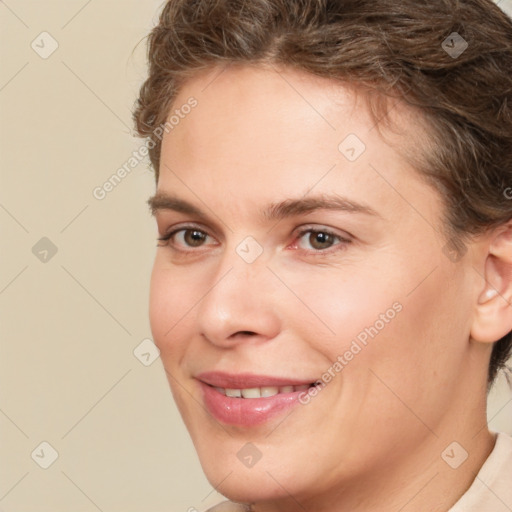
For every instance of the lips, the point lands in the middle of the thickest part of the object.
(249, 400)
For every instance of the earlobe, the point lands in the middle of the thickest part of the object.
(493, 309)
(487, 295)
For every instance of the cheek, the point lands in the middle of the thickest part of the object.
(169, 301)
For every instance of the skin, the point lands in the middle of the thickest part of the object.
(372, 439)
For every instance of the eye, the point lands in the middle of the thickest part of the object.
(185, 237)
(319, 240)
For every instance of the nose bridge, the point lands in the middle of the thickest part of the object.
(238, 299)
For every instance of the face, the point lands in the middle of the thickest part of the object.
(301, 248)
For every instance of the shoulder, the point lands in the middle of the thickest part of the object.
(491, 489)
(229, 506)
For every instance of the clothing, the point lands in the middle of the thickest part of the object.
(491, 490)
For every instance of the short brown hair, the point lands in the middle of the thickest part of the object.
(404, 49)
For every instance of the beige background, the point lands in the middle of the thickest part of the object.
(70, 324)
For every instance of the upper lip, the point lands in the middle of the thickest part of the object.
(247, 380)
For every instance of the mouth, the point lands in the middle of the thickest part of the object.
(248, 400)
(262, 392)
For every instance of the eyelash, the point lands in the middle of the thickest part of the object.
(341, 245)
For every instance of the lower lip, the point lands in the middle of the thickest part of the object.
(246, 412)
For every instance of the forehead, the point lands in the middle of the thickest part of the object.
(271, 132)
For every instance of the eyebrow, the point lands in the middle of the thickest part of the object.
(275, 211)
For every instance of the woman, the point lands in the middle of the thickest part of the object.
(331, 290)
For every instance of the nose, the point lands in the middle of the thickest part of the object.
(241, 304)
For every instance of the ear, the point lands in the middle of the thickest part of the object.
(493, 310)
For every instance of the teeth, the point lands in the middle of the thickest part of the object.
(269, 391)
(265, 391)
(251, 393)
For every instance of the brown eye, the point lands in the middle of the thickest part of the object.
(193, 237)
(321, 240)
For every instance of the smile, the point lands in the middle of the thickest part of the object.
(262, 392)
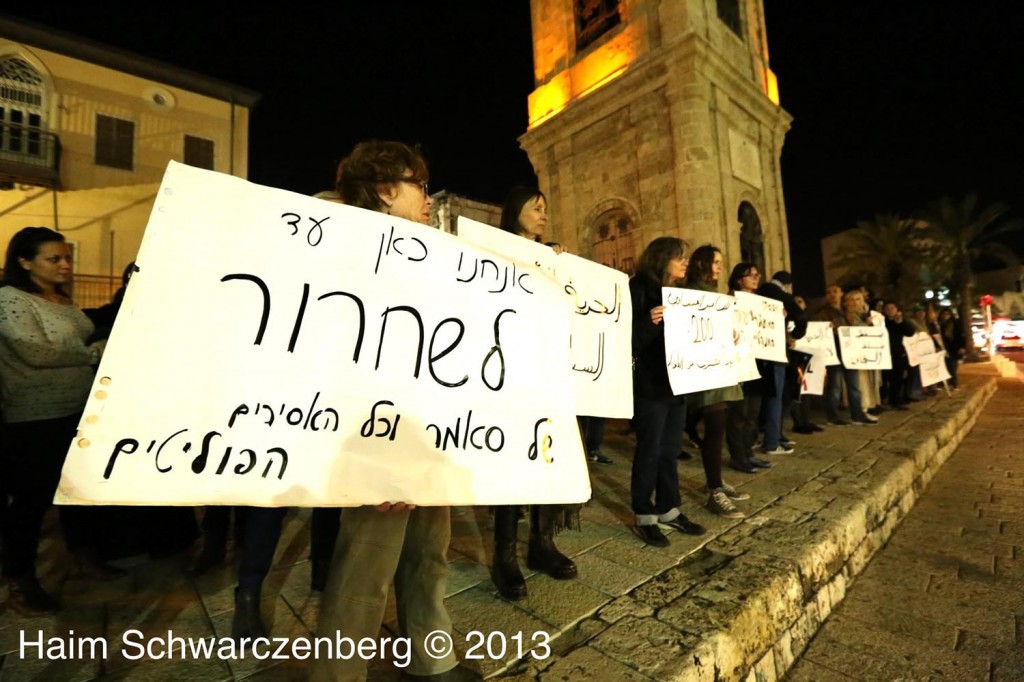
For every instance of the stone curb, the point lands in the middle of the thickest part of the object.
(745, 604)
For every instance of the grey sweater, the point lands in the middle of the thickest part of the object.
(46, 370)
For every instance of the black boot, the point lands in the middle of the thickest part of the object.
(543, 555)
(247, 622)
(505, 570)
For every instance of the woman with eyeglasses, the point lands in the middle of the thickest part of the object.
(704, 271)
(390, 542)
(658, 416)
(46, 372)
(525, 214)
(741, 416)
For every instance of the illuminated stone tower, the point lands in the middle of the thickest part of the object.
(653, 118)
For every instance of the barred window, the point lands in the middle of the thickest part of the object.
(199, 152)
(115, 142)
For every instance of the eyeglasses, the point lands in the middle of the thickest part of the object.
(421, 183)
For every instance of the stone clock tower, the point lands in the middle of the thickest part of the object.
(653, 118)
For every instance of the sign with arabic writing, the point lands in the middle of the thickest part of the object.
(699, 345)
(767, 326)
(275, 349)
(918, 346)
(819, 337)
(864, 347)
(599, 310)
(933, 369)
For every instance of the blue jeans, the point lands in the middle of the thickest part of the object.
(654, 486)
(773, 408)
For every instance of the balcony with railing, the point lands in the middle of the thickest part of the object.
(29, 156)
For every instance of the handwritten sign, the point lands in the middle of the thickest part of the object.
(275, 349)
(767, 326)
(864, 347)
(698, 341)
(933, 369)
(819, 337)
(918, 346)
(597, 304)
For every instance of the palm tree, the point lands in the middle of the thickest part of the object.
(885, 255)
(961, 233)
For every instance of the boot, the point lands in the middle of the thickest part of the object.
(91, 567)
(543, 555)
(505, 570)
(247, 621)
(27, 597)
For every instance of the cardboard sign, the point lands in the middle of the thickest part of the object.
(275, 349)
(933, 369)
(767, 326)
(699, 346)
(918, 346)
(599, 310)
(865, 347)
(819, 337)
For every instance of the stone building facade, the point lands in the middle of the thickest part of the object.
(653, 118)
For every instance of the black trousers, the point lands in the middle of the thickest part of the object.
(31, 461)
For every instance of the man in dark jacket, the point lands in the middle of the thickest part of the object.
(773, 374)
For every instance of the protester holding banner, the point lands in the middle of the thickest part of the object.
(741, 416)
(46, 373)
(392, 542)
(659, 417)
(702, 273)
(952, 340)
(525, 214)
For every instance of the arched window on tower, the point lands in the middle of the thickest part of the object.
(614, 241)
(752, 246)
(23, 108)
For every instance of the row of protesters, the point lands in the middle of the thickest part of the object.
(702, 274)
(46, 373)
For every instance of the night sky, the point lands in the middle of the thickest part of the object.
(894, 103)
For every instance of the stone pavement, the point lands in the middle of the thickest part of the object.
(740, 602)
(944, 599)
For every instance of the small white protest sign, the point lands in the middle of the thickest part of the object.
(918, 346)
(275, 349)
(767, 323)
(599, 310)
(819, 337)
(933, 369)
(699, 347)
(864, 347)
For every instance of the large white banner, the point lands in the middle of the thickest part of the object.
(599, 309)
(699, 345)
(865, 347)
(819, 337)
(767, 326)
(275, 349)
(918, 346)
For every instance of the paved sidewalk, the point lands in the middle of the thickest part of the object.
(944, 599)
(741, 599)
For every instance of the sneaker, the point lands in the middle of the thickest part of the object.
(732, 493)
(685, 525)
(719, 503)
(651, 535)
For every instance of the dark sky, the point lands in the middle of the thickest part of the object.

▶ **What this task involves**: Omit any images, then output the listing exactly.

▶ **The completed task**:
For every instance of the lips, the point lands in the middle of the thickest part of the object.
(249, 400)
For every instance of the earlobe, the point lands in the middle of the thickest part of the object.
(493, 309)
(487, 295)
For every instance of the cheek, the point lands in the middle of the thickest part of the object.
(169, 301)
For every instance of the skin, the point lands in the middle of the thickest part of the object.
(372, 439)
For every instance of the eye, the point lands in the middle of the thickest part of the object.
(185, 237)
(319, 240)
For every instance of the nose bridge, the point lands in the middle of the thickest part of the object.
(238, 299)
For every instance of the face, the point lands in the middle of the thickest part of the object.
(301, 248)
For every instance of the shoulder, the point lands in the middle of the thickest part of the object.
(491, 489)
(229, 506)
For every instance of the clothing, the point lands in the middle of the thickest part of the object.
(491, 490)
For every instance of the short brown hair, the point lands in the middle of the thickest part of the object.
(404, 49)
For every instance of the beige background, the point lands in the middle of the thickest part of the object.
(70, 324)
For every instance of the upper lip, the point lands in the middle of the thickest part of the object.
(247, 380)
For every instance of the mouth, the point lands in the middle of the thickest part of the object.
(248, 400)
(262, 392)
For every instance of the eyelash, the point lands in the middle of the thickest part of the object.
(341, 245)
For every instance of the lower lip, the point lands in the middle of the thickest part of the object.
(246, 412)
For every instance of the forehead, the point lands in the middle of the thickest part of the object.
(271, 132)
For every instance of the eyebrow, the point lands in the middle of the thickest part of the object.
(275, 211)
For every instance of the woman, the point lands in the middle of the thickest part of the object.
(331, 290)
For every instance of the nose, the point lands in the middle of the thickest part of the object.
(241, 304)
For every instance of the ear, the point lands in the middle of the thickest part of the object.
(493, 310)
For every instance of the teeth, the point lands in the middle of the thickest part of the object.
(269, 391)
(265, 391)
(251, 393)
For every instance of the brown eye, the point lands in the middle of the thickest part of the object.
(193, 237)
(321, 240)
For every instance of the smile, the point lands in the middle of the thickest part of the object.
(262, 392)
For every instance of the stone curb, the point lands in the middle of the thickest part of the object.
(745, 604)
For every instance of the grey sweater, the point lands in the middle of the thickest part of the object.
(46, 370)
For every instance of the black boot, the point lands in the middle of the thickest part of the object.
(543, 555)
(247, 622)
(505, 570)
For every instance of the woman with eyeglasses, the point lands in the middle of the thickest part of the object.
(704, 271)
(390, 542)
(658, 416)
(46, 372)
(525, 214)
(741, 416)
For every instance of the illuminated stone tower, the point lands in the middle of the thickest part of the object.
(653, 118)
For every instance of the barred window, the point lands in the middle of the thickest part of the object.
(199, 152)
(115, 142)
For every instance of the eyeglasses, the point lands in the middle of the thickest part of the object.
(421, 183)
For every instance of the stone clock tower, the point lands in the middle of the thickest part of the object.
(653, 118)
For every instance of the sign with arabic writing, the point lands in the middle of the thickest part of the object.
(699, 345)
(767, 326)
(275, 349)
(918, 346)
(819, 337)
(864, 347)
(599, 310)
(933, 369)
For every instance of the blue jeans, the point lands in the middle of the thickest part of the object.
(654, 486)
(773, 408)
For every instance of the balcony with railing, the point lands in the middle of the thickest part of the object.
(29, 156)
For every instance of the handwritten sign, the point lands in the middle of the thickest part of the object.
(275, 349)
(767, 326)
(864, 347)
(698, 341)
(933, 369)
(819, 337)
(918, 346)
(597, 304)
For every instance of the palm tree, the point lands in the middle of the thickest part of the object.
(885, 255)
(961, 233)
For every instance of the boot, the point lands in the middle of the thickest part of the object.
(91, 567)
(543, 555)
(505, 570)
(247, 621)
(27, 597)
For every instance of the cardboard sign, the point lands in the middle of the thickest part of the object.
(275, 349)
(933, 369)
(767, 326)
(699, 346)
(918, 346)
(599, 310)
(865, 347)
(819, 337)
For every instance of the stone building facade, the point lands in the middle of the thickest part of the object.
(653, 118)
For every instance of the black trousers, the point lands in the middle of the thickest part of the object.
(31, 461)
For every instance of the man in dark jacket, the point lands in the middle of the thickest part of the object.
(773, 374)
For every instance of the protester holding banner, the point lands in the middle of the thickest part of the object.
(741, 416)
(46, 373)
(392, 542)
(659, 417)
(702, 273)
(952, 340)
(525, 214)
For every instance of the arched window on tower, the point lands in the middle of the thickest part of the object.
(614, 241)
(752, 246)
(23, 108)
For every instance of the row of protesters, the point lands in the middle of the thickest part of the object.
(702, 274)
(46, 373)
For every instance of the night sky, the point lands in the middle of the thickest part of the object.
(894, 103)
For every instance of the stone pavement, the point lands in the middle of the thickest part of the object.
(740, 602)
(944, 599)
For every instance of the small white protest sign, the point lands in the middle of the thickest part of the object.
(918, 346)
(275, 349)
(767, 323)
(599, 310)
(819, 337)
(933, 369)
(699, 347)
(864, 347)
For every instance of the large white banner, the point lands in the middle of the thickest part of the object.
(599, 309)
(699, 345)
(865, 347)
(819, 337)
(767, 326)
(275, 349)
(918, 346)
For every instance of the paved sidewalk, the point lands in the middle of the thickest part of the object.
(944, 599)
(741, 599)
For every instance of the sneaker, the point lands in the middle of the thickest part of the object.
(732, 493)
(685, 525)
(719, 503)
(651, 535)
For every instance of the dark sky, the point lands in the middle of the thickest part of the object.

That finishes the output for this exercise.